Washington restaurants prepare for new challenges presented by dine-in rules
Restaurants in Washington have struggled throughout the closures brought on by the coronavirus. Soon, they’ll be able to resume dine-in service, which will come with a handful of new rules posing some unique obstacles.
When dine-in service starts back up, restaurants will be limited to half capacity to help maintain physical distancing between customers. As for whether that’s feasible financially, some have remained hopeful.
“I see it as a challenge for sure, but it’s better than what we’re doing right now,” Bill Henkens, owner of the Game Neighborhood Bar and Grill in Kirkland, told MyNorthwest.
While remaining open for takeout service, Henkens says he’s filling roughly 80 to-go orders a day, a significant drop from the 250 or so daily customers he was serving before this crisis began.
Workers at other restaurants in Washington are similarly optimistic about the limits on capacity.
“I think the 50% capacity will do great,” said Heather, the general manager of a Spokane restaurant. “Especially with the increase of takeout/delivery, we are expecting to be back to 80-100% sales with limited seating.”
“50% capacity in my restaurant specifically is very doable,” agreed Sarah, a server at a local Seattle bar and grill.
But while some restaurants are confident in their ability to manage dine-in service serving fewer people at once, there are still other issues the policy presents when it comes to staffing.
“The hard part will be how to staff and keep labor,” Heather pointed out.
“It would be financial suicide for any server to take on a 50% capacity restaurant,” Sarah clarified. “If you are by yourself, you’re making all the money but running your butt off. If you have another server, you’re making very little money and still having to jump through hoops with the extra sanitizing.”
That being so, Sarah warns that bringing back hourly workers could end up being too costly for some restaurants. She proposes instead using salaried managers to wait tables “until we get busy enough to really make a livable wage.”
That’s all part of a strategy that will need to be fluid and adaptable in the days ahead in order for many local establishments to survive.
“It’s cumbersome to say the least — it can be done, but the difficulty increases as we up the service vision,” a server at another Seattle restaurant noted.
“Having smaller crowds will ease that burden a bit,” he added. “Restaurants and workers will be able to adapt.”
__________________________________________________
• **Aim of the exercise**
Update the part of the article on Washington restaurants between "When dine-in service" and "limits on capacity.", inclusive, so that "social distancing" replaces "physical distancing". Rely solely on the article above.

Stored data entries:
__________________________________________________
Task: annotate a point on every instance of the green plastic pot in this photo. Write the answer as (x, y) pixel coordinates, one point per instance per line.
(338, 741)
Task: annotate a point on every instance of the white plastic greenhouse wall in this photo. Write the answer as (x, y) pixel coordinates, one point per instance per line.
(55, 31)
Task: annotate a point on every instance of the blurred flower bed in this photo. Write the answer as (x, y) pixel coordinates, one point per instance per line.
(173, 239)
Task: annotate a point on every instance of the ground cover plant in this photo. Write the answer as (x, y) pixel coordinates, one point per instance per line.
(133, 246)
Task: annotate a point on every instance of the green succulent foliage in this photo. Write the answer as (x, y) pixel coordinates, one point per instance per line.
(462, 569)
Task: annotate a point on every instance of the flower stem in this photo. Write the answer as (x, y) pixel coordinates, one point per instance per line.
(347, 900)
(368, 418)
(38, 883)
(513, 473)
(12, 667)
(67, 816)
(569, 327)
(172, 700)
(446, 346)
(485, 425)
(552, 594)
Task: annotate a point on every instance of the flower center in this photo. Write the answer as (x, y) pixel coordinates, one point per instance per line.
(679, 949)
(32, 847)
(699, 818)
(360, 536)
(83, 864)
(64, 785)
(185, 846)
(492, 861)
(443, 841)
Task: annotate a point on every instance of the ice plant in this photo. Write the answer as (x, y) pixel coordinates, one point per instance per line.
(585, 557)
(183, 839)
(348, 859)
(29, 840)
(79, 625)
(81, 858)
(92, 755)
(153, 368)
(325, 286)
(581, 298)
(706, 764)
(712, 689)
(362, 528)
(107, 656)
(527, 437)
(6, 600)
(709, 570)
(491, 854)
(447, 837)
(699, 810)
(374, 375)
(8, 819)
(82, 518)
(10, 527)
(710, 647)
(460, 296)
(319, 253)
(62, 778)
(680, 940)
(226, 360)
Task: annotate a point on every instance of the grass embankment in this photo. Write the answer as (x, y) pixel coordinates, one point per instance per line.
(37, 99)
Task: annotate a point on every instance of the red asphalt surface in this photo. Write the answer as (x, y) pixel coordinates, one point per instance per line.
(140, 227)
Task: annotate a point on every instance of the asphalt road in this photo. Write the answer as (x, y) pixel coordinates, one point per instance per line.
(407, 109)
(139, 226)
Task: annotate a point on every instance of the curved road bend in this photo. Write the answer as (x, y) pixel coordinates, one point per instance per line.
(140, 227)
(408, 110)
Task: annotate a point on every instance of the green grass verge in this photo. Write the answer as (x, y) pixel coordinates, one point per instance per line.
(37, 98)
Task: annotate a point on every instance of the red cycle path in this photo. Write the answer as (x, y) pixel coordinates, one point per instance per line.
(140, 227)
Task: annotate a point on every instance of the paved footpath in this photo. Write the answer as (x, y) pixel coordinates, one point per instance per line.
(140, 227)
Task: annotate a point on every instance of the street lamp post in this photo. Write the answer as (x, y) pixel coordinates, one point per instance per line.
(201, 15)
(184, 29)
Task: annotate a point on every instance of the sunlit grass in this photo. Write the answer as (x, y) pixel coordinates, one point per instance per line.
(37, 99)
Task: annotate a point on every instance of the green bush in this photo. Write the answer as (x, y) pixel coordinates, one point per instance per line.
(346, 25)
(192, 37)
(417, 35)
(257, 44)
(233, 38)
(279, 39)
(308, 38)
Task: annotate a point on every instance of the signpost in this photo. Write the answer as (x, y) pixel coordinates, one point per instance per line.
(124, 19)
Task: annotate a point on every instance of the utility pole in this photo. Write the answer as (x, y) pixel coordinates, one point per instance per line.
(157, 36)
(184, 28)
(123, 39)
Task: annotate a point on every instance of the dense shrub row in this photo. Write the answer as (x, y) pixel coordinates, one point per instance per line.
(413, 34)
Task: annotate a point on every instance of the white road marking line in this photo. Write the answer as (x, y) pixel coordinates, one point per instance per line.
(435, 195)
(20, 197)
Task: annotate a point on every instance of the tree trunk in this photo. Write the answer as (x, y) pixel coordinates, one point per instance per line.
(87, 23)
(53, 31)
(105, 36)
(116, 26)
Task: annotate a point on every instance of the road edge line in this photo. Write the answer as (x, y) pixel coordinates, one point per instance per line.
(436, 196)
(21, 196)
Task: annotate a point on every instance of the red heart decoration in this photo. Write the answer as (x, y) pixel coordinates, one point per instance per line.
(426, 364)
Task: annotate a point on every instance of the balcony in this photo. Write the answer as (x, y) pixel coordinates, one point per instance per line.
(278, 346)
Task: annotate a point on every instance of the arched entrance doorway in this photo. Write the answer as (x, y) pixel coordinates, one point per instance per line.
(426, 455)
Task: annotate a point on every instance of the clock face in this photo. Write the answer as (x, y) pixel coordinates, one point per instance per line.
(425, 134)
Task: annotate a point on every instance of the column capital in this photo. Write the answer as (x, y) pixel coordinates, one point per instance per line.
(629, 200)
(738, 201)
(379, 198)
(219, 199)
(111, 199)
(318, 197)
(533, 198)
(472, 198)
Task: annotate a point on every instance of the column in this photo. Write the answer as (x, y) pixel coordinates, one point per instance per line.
__________________________________________________
• **Answer for this exercise**
When dine-in service starts back up, restaurants will be limited to half capacity to help maintain social distancing between customers. As for whether that’s feasible financially, some have remained hopeful.
“I see it as a challenge for sure, but it’s better than what we’re doing right now,” Bill Henkens, owner of the Game Neighborhood Bar and Grill in Kirkland, told MyNorthwest.
While remaining open for takeout service, Henkens says he’s filling roughly 80 to-go orders a day, a significant drop from the 250 or so daily customers he was serving before this crisis began.
Workers at other restaurants in Washington are similarly optimistic about the limits on capacity.